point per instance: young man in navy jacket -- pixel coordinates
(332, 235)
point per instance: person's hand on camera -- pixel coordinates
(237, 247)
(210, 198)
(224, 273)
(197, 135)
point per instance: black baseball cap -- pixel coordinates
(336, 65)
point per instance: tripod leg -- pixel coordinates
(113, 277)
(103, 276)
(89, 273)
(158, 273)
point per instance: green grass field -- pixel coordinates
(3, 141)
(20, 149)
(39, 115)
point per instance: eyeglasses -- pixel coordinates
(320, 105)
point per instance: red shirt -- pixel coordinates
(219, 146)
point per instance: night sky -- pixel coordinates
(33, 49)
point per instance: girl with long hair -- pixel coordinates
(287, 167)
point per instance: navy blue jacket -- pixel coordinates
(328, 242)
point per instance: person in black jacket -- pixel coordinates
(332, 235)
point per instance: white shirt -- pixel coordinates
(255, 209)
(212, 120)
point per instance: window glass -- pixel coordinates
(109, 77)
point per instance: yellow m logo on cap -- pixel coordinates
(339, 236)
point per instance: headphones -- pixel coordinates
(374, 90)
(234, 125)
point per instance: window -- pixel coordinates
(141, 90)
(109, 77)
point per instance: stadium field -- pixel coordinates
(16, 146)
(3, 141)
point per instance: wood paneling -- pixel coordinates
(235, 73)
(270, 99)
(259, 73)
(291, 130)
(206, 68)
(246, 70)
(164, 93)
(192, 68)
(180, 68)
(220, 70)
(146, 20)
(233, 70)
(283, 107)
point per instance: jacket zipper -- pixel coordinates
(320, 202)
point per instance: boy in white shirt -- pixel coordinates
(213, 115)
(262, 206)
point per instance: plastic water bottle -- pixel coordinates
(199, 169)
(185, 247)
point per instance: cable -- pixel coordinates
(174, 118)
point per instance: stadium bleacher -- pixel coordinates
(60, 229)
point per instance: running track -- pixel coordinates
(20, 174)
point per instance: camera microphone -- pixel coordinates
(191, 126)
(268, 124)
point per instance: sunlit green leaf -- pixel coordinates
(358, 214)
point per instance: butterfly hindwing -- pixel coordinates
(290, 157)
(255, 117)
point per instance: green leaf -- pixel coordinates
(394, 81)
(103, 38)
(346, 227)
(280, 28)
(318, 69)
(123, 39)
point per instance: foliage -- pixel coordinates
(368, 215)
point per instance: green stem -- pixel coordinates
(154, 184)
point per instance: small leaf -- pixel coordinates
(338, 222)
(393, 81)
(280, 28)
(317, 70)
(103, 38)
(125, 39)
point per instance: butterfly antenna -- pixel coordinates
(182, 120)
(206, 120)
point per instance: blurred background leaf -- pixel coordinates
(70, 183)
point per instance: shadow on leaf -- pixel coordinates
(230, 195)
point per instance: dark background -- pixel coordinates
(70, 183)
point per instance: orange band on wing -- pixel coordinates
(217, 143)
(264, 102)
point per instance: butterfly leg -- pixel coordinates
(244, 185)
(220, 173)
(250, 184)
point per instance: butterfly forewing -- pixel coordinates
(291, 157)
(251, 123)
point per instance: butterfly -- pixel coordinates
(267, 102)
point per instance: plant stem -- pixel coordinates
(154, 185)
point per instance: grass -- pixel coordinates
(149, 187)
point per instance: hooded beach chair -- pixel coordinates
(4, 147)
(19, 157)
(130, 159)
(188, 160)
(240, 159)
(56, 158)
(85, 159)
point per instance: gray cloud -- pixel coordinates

> _Exercise instructions_
Please convert every line of the listing above into a numbered list, leaving out any blank lines.

> _Answer to this task_
1. point per instance: young man in navy jacket -- pixel coordinates
2. (332, 235)
3. point per instance: person's hand on camera -- pixel coordinates
4. (237, 247)
5. (210, 198)
6. (224, 273)
7. (197, 135)
8. point per instance: black baseball cap -- pixel coordinates
9. (336, 65)
10. point per instance: tripod leg -- pixel coordinates
11. (113, 277)
12. (103, 276)
13. (89, 273)
14. (158, 273)
15. point per instance: green grass field -- pixel coordinates
16. (3, 141)
17. (20, 149)
18. (39, 115)
19. point per instance: eyeglasses -- pixel coordinates
20. (320, 105)
21. point per instance: red shirt -- pixel coordinates
22. (219, 146)
23. point per instance: night sky -- pixel coordinates
24. (33, 49)
25. point per instance: girl with long hair -- pixel coordinates
26. (287, 167)
27. point per instance: navy blue jacket -- pixel coordinates
28. (328, 242)
29. point per instance: person in black jacket -- pixel coordinates
30. (332, 235)
31. point per instance: white shirt -- pixel coordinates
32. (255, 209)
33. (212, 120)
34. point per instance: window glass -- pixel coordinates
35. (109, 77)
36. point per instance: yellow m logo on cap -- pixel coordinates
37. (339, 236)
38. point per instance: headphones -- pixel coordinates
39. (374, 90)
40. (234, 125)
41. point per instance: window -- pixel coordinates
42. (141, 90)
43. (109, 77)
44. point per instance: stadium field -- pixel coordinates
45. (16, 146)
46. (3, 141)
47. point per instance: wood paneling -- pixel coordinates
48. (235, 73)
49. (270, 99)
50. (259, 73)
51. (291, 130)
52. (206, 68)
53. (246, 70)
54. (164, 93)
55. (192, 68)
56. (180, 68)
57. (220, 70)
58. (146, 20)
59. (233, 70)
60. (283, 107)
61. point per instance: jacket zipper -- pixel coordinates
62. (320, 202)
63. point per instance: boy in white shirt -- pixel coordinates
64. (213, 115)
65. (262, 206)
66. point per instance: plastic water bottle -- pixel coordinates
67. (199, 169)
68. (185, 247)
69. point per instance: cable -- pixel coordinates
70. (174, 118)
71. point per instance: stadium bleacher -- pixel coordinates
72. (60, 229)
73. point per instance: running track -- pixel coordinates
74. (20, 174)
75. point per instance: camera microphone -- pixel coordinates
76. (191, 126)
77. (268, 124)
78. point per instance: sunlit green leaf -- pixel coordinates
79. (358, 214)
80. point per instance: butterfly hindwing -- pixel coordinates
81. (290, 157)
82. (255, 117)
83. point per instance: green leaf -- pixel coordinates
84. (394, 81)
85. (103, 38)
86. (346, 227)
87. (280, 28)
88. (318, 69)
89. (123, 39)
90. point per instance: foliage -- pixel coordinates
91. (368, 215)
92. point per instance: green stem -- pixel coordinates
93. (154, 184)
94. point per instance: small leaf -- pixel coordinates
95. (338, 222)
96. (393, 81)
97. (280, 28)
98. (317, 70)
99. (103, 38)
100. (125, 39)
101. point per instance: butterfly antenna -- pixel coordinates
102. (182, 120)
103. (206, 120)
104. point per instance: blurred background leaf -- pixel coordinates
105. (70, 183)
106. point per instance: shadow on leaf -- pixel coordinates
107. (230, 195)
108. point per instance: dark background -- pixel coordinates
109. (70, 183)
110. point per instance: orange band on wing -- pixel coordinates
111. (217, 143)
112. (264, 102)
113. point per instance: butterfly leg -- pixel coordinates
114. (244, 185)
115. (220, 173)
116. (250, 184)
117. point per instance: butterfly forewing -- pixel coordinates
118. (291, 157)
119. (251, 123)
120. point per instance: butterfly -- pixel coordinates
121. (267, 102)
122. point per instance: plant stem -- pixel coordinates
123. (154, 185)
124. point per instance: grass -- pixel coordinates
125. (149, 187)
126. point per instance: hooded beach chair -- pixel coordinates
127. (4, 147)
128. (19, 157)
129. (130, 159)
130. (188, 160)
131. (240, 159)
132. (56, 158)
133. (85, 159)
134. point per instance: gray cloud -- pixel coordinates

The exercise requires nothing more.